## WRITTEN EXERCISE
In the listing below, replace "crop-scouting log" with "field survey record" in the lines between the one holding "the nose, each" and the one holding "[(136, 53), (16, 62), (86, 44), (42, 50)]", inclusive. Return only those lines, with everything else left as it is.

## RECORDS FOR THE TASK
********

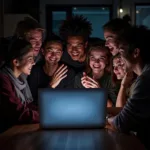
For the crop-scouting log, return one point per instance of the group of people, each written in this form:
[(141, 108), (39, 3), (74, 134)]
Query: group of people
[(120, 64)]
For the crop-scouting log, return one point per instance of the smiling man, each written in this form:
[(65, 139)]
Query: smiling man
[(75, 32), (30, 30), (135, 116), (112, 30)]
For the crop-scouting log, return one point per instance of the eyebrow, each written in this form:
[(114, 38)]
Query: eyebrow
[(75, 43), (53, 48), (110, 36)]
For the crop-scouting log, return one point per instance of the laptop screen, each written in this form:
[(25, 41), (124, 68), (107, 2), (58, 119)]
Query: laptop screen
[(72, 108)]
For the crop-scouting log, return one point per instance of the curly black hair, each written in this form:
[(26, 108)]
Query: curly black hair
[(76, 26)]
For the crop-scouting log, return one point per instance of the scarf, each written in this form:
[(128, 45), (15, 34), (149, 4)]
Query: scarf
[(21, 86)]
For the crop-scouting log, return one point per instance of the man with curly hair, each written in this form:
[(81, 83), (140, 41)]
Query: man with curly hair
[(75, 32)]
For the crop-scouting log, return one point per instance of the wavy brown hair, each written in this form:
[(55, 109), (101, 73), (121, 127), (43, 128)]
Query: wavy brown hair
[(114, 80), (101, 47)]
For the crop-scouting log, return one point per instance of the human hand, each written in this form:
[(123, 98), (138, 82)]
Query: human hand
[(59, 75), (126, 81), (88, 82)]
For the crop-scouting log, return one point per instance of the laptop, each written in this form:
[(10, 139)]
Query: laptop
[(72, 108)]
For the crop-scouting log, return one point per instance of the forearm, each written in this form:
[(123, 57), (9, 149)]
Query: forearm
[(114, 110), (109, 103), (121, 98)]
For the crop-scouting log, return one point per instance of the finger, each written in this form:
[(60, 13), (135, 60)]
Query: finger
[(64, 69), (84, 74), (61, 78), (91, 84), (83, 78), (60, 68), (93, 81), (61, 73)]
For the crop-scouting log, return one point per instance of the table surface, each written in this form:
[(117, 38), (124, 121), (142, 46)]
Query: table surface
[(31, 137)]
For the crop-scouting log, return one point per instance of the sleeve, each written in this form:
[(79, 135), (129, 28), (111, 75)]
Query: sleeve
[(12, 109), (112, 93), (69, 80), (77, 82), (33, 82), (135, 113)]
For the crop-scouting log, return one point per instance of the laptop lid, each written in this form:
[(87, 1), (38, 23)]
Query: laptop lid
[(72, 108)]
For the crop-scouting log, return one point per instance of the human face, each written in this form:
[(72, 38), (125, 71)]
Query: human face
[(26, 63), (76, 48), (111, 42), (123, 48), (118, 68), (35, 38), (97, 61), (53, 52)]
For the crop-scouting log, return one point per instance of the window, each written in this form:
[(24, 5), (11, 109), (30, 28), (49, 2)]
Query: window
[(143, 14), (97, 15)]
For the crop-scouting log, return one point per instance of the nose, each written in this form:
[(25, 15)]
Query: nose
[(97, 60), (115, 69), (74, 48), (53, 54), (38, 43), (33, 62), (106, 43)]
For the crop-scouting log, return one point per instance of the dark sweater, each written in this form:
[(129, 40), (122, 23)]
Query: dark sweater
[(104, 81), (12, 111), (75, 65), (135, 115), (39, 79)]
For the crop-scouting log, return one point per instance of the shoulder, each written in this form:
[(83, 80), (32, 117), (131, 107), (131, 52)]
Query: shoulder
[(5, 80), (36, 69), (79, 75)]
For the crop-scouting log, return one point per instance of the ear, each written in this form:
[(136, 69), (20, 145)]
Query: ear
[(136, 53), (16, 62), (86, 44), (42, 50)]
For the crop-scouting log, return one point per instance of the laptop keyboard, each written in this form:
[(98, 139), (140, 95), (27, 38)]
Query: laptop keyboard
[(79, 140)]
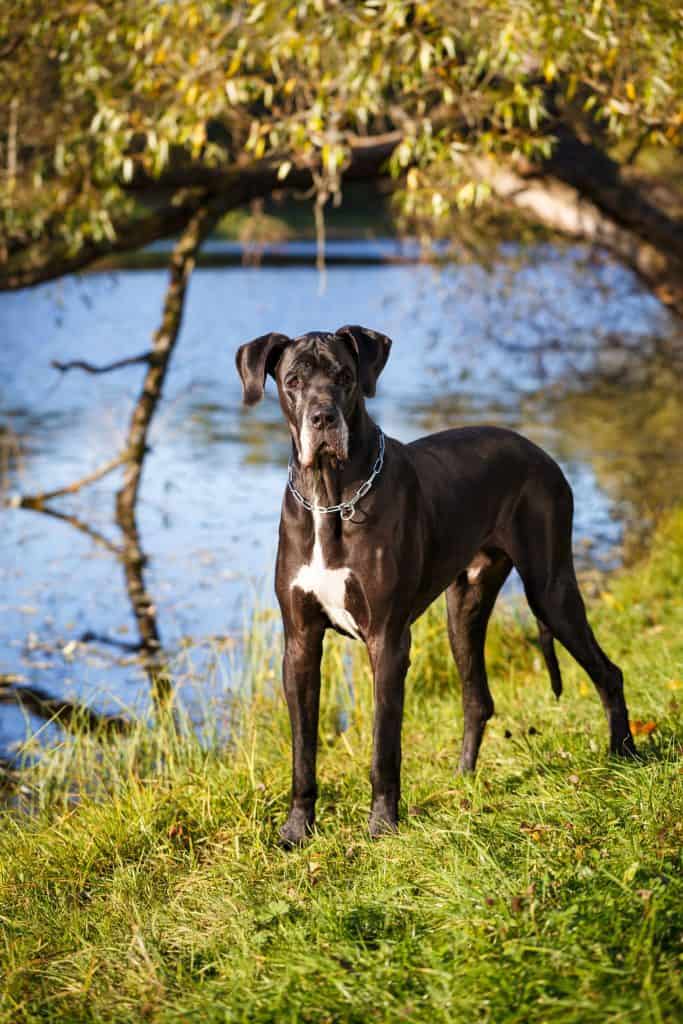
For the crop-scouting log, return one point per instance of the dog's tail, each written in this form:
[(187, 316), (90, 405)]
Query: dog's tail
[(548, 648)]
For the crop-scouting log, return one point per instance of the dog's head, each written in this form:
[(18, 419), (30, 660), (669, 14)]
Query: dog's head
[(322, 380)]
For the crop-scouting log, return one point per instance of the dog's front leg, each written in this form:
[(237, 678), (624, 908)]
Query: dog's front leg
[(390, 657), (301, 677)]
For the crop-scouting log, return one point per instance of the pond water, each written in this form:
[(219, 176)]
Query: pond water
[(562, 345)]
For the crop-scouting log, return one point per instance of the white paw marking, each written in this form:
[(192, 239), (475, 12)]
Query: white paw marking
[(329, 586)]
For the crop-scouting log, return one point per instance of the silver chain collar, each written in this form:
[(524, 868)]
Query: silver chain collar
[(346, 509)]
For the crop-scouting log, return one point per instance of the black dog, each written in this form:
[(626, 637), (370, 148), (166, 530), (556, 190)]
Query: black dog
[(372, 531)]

********

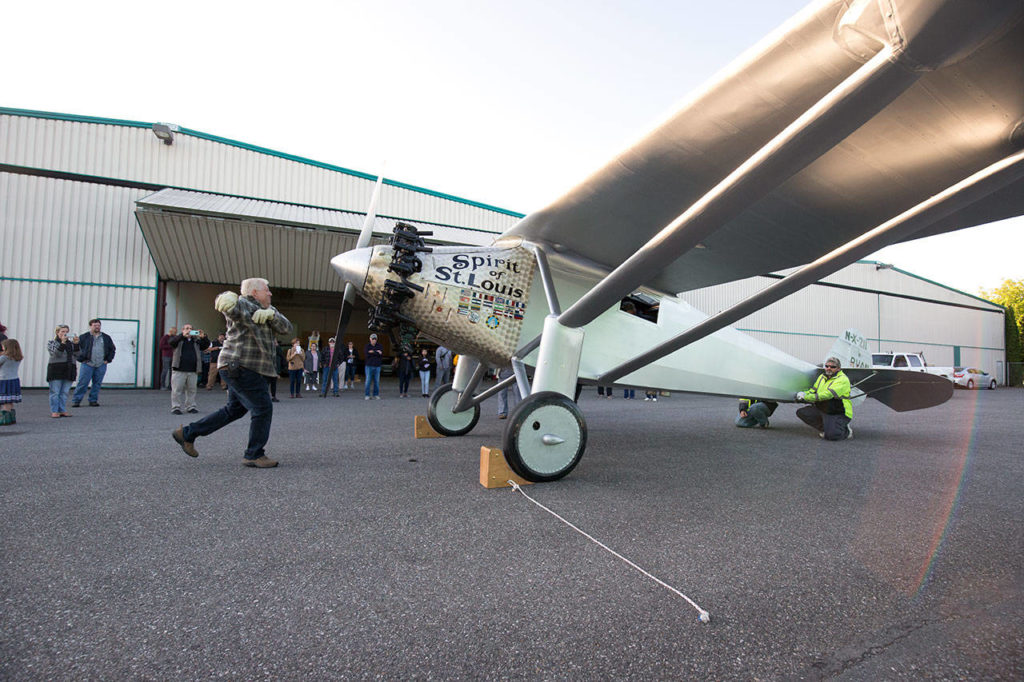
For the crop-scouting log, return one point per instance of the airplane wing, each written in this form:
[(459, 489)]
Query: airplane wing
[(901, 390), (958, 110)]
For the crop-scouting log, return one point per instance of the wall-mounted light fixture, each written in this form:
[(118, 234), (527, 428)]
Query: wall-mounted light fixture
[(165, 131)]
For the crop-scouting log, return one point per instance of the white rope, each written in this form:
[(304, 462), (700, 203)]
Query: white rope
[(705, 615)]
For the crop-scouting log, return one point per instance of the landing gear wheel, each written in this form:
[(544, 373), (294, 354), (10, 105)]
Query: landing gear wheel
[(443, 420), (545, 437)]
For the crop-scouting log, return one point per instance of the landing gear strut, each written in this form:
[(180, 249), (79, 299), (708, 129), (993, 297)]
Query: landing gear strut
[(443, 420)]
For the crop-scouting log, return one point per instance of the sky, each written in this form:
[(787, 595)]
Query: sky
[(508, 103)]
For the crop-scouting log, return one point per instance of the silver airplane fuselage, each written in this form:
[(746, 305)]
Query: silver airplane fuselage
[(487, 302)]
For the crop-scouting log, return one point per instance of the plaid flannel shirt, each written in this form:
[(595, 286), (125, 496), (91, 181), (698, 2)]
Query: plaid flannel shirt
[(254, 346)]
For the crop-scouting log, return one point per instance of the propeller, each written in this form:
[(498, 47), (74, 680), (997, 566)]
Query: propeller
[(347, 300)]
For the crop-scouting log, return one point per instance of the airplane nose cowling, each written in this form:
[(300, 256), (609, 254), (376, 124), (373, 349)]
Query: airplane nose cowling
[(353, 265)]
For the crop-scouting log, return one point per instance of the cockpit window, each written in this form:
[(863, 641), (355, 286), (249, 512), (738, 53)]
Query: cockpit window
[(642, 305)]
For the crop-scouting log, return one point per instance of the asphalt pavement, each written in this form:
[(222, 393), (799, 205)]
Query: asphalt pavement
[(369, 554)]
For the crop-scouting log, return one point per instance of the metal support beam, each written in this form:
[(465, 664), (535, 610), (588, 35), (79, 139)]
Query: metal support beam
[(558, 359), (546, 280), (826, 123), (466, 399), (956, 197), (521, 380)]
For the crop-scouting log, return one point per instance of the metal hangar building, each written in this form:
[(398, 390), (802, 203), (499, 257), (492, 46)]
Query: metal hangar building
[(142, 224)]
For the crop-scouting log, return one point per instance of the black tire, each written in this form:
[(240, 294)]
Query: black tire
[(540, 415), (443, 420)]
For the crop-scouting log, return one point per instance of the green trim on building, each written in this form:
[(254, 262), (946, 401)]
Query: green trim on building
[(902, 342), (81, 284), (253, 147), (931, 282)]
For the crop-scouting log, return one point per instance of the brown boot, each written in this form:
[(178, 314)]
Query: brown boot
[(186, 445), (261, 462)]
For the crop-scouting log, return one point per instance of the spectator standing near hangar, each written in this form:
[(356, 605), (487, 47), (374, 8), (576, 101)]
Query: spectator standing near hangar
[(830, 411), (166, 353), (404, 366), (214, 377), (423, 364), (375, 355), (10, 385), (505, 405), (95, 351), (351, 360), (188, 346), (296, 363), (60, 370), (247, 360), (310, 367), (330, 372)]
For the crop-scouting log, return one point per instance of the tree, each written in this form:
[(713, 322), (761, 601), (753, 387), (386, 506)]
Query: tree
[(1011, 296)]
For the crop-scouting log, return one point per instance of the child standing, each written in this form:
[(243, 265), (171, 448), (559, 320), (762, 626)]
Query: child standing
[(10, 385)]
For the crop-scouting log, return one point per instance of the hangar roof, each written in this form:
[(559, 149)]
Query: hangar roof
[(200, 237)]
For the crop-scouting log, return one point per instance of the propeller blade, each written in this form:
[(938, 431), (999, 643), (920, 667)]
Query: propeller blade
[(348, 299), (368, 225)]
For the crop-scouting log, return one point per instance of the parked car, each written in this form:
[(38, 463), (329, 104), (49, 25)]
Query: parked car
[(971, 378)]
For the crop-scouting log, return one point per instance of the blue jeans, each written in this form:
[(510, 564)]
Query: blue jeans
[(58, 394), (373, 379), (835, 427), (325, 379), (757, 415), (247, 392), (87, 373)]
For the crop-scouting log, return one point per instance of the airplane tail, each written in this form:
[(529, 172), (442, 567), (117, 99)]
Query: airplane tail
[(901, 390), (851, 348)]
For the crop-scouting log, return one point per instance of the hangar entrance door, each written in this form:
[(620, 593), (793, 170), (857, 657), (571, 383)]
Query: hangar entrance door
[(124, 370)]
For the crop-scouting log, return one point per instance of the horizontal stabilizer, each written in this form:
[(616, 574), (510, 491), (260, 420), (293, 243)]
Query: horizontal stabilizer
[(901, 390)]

********

## SOLUTION TO THE PROBLEM
For the field survey record, return one point per instance of the nose, each written in this form:
[(25, 15)]
Query: nose
[(97, 60), (115, 69), (74, 48), (53, 54), (38, 43), (33, 62), (106, 43)]
For the field survey record, return one point per instance of the dark sweater, each written in this form:
[(129, 40), (122, 23)]
Query: dark sweater
[(104, 81), (12, 111), (75, 65), (135, 115), (39, 79)]
For the field survey record, return one point per instance of the shoulder, each written in this form:
[(83, 80), (32, 117), (131, 107), (131, 52)]
Query: shoulder
[(5, 80), (36, 69), (79, 75)]
For the field survey record, return one point per instance of the ear, each written in this form:
[(136, 69), (20, 145)]
Query: ear
[(136, 53), (16, 62), (86, 44), (42, 50)]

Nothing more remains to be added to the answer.